Work item - Repeat the following entries exactly, excluding pictures.
********
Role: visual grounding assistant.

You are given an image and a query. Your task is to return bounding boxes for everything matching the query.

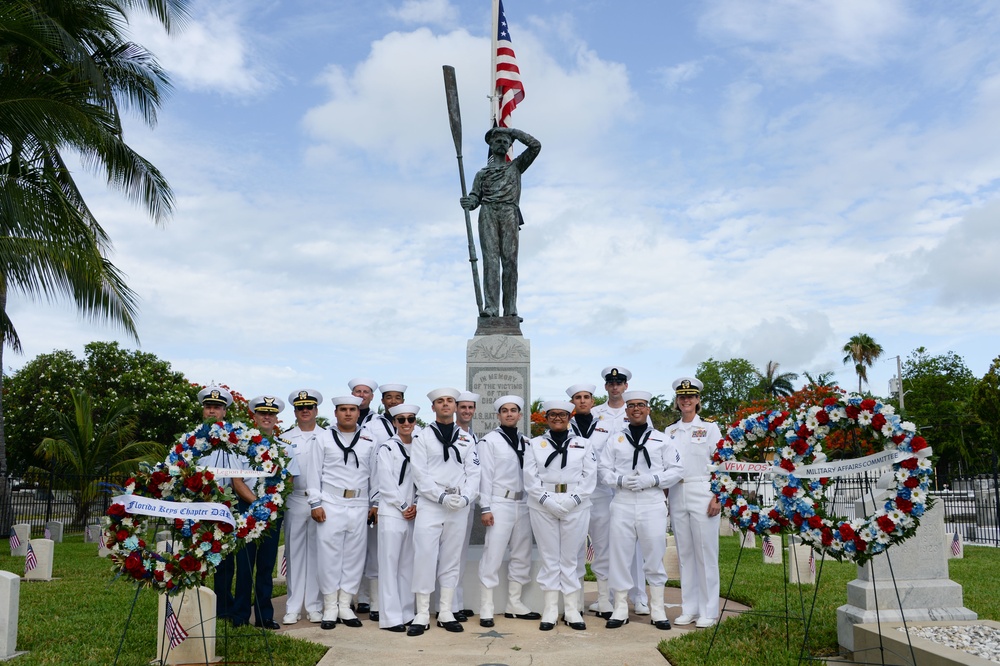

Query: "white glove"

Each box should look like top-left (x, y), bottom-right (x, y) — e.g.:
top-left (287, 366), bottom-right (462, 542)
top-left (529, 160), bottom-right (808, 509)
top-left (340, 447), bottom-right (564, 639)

top-left (558, 495), bottom-right (577, 513)
top-left (624, 475), bottom-right (644, 491)
top-left (544, 496), bottom-right (569, 519)
top-left (636, 473), bottom-right (656, 489)
top-left (445, 494), bottom-right (467, 510)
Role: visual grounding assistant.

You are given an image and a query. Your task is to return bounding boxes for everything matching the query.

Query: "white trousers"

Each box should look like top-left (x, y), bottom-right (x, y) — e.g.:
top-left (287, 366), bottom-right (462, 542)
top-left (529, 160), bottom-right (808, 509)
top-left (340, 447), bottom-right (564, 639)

top-left (412, 502), bottom-right (471, 594)
top-left (454, 504), bottom-right (475, 610)
top-left (377, 514), bottom-right (414, 627)
top-left (576, 493), bottom-right (611, 580)
top-left (316, 502), bottom-right (367, 596)
top-left (528, 504), bottom-right (590, 594)
top-left (357, 523), bottom-right (378, 604)
top-left (608, 500), bottom-right (668, 592)
top-left (284, 492), bottom-right (322, 615)
top-left (671, 481), bottom-right (720, 619)
top-left (479, 500), bottom-right (533, 588)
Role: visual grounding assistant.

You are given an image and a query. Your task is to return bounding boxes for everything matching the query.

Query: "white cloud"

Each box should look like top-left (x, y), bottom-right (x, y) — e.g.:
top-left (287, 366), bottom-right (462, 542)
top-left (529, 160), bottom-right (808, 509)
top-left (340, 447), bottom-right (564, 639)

top-left (658, 60), bottom-right (704, 90)
top-left (388, 0), bottom-right (459, 27)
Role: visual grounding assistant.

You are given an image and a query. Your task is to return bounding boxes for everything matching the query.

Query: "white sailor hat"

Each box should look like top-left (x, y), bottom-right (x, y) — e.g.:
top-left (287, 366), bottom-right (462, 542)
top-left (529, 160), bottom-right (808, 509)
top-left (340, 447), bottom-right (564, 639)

top-left (379, 383), bottom-right (407, 394)
top-left (542, 400), bottom-right (575, 414)
top-left (331, 395), bottom-right (364, 407)
top-left (427, 387), bottom-right (461, 402)
top-left (672, 377), bottom-right (704, 395)
top-left (457, 391), bottom-right (480, 404)
top-left (493, 395), bottom-right (524, 411)
top-left (348, 378), bottom-right (378, 391)
top-left (601, 366), bottom-right (632, 382)
top-left (566, 383), bottom-right (597, 399)
top-left (249, 395), bottom-right (284, 414)
top-left (289, 389), bottom-right (323, 407)
top-left (389, 404), bottom-right (420, 417)
top-left (198, 385), bottom-right (233, 407)
top-left (623, 390), bottom-right (653, 404)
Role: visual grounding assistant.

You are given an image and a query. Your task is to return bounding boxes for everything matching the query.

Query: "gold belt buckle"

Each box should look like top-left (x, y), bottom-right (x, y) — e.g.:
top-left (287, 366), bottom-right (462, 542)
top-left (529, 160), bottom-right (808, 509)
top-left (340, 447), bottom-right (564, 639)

top-left (555, 483), bottom-right (568, 493)
top-left (343, 489), bottom-right (357, 499)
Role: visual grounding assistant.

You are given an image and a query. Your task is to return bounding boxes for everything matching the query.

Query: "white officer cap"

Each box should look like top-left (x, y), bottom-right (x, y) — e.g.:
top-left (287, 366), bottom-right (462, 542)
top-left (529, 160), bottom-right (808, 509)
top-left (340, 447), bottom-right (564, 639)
********
Solution to this task -
Role: visual grounding assistant.

You are given an image and a query. Your task is to return bounding boxes for everything matching the query.


Query: "white glove"

Each box should look like top-left (x, y), bottom-right (x, y) — e.g.:
top-left (287, 366), bottom-right (462, 542)
top-left (529, 160), bottom-right (808, 509)
top-left (340, 447), bottom-right (564, 639)

top-left (558, 495), bottom-right (577, 513)
top-left (624, 475), bottom-right (644, 491)
top-left (544, 496), bottom-right (569, 519)
top-left (636, 473), bottom-right (656, 489)
top-left (445, 494), bottom-right (467, 510)
Role: visual grounding assistant.

You are given an image and a query. Your task is to return bounding boxes for everything matching the query.

Query: "white trousers"

Each box should look like top-left (x, y), bottom-right (x, y) — e.g.:
top-left (287, 366), bottom-right (462, 542)
top-left (529, 160), bottom-right (808, 509)
top-left (340, 447), bottom-right (564, 639)

top-left (412, 502), bottom-right (471, 594)
top-left (454, 504), bottom-right (475, 610)
top-left (377, 514), bottom-right (414, 627)
top-left (576, 493), bottom-right (611, 580)
top-left (316, 502), bottom-right (367, 596)
top-left (528, 504), bottom-right (590, 594)
top-left (357, 523), bottom-right (378, 604)
top-left (608, 500), bottom-right (668, 592)
top-left (284, 492), bottom-right (322, 615)
top-left (671, 481), bottom-right (720, 619)
top-left (479, 500), bottom-right (533, 588)
Role: visual grounding assistant.

You are given an image and a query. Your task is to return bounding boxes for everything matching the query.

Query: "white cloud"

Each box should look like top-left (x, y), bottom-right (x, y) — e.g.:
top-left (287, 366), bottom-right (462, 542)
top-left (529, 160), bottom-right (808, 509)
top-left (340, 447), bottom-right (564, 639)

top-left (658, 60), bottom-right (704, 90)
top-left (388, 0), bottom-right (459, 27)
Role: visual grounding assistant.

You are given an image and a query. Your task is to return bounding boxes for everything matching the query.

Query: "white sailor hat"

Each box should look like top-left (x, y), bottom-right (x, y) — e.g.:
top-left (287, 366), bottom-right (462, 542)
top-left (529, 160), bottom-right (808, 509)
top-left (340, 447), bottom-right (564, 639)

top-left (379, 383), bottom-right (407, 394)
top-left (542, 400), bottom-right (575, 414)
top-left (331, 395), bottom-right (364, 407)
top-left (427, 387), bottom-right (461, 402)
top-left (672, 377), bottom-right (704, 395)
top-left (457, 391), bottom-right (480, 404)
top-left (493, 395), bottom-right (524, 411)
top-left (348, 378), bottom-right (378, 391)
top-left (601, 366), bottom-right (632, 382)
top-left (566, 383), bottom-right (597, 399)
top-left (249, 395), bottom-right (284, 414)
top-left (289, 389), bottom-right (323, 407)
top-left (389, 404), bottom-right (420, 417)
top-left (198, 385), bottom-right (233, 407)
top-left (623, 390), bottom-right (653, 404)
Role: visual grounding assistant.

You are given an image and a query. Your task is to return bounding boxes for everything matching the query.

Query: "gold belt buckle"

Each box should look like top-left (x, y), bottom-right (x, y) — e.g.:
top-left (287, 366), bottom-right (462, 542)
top-left (529, 160), bottom-right (808, 509)
top-left (340, 447), bottom-right (564, 639)

top-left (555, 483), bottom-right (568, 493)
top-left (343, 489), bottom-right (357, 499)
Role: visual grounding assistant.

You are given an image and a query. Your task is to return bounding boxes for everything matching the query.

Query: "white officer cap"

Each box should look like top-left (x, y), bottom-right (x, y) — e.g.:
top-left (287, 366), bottom-right (462, 542)
top-left (529, 160), bottom-right (808, 509)
top-left (340, 447), bottom-right (564, 639)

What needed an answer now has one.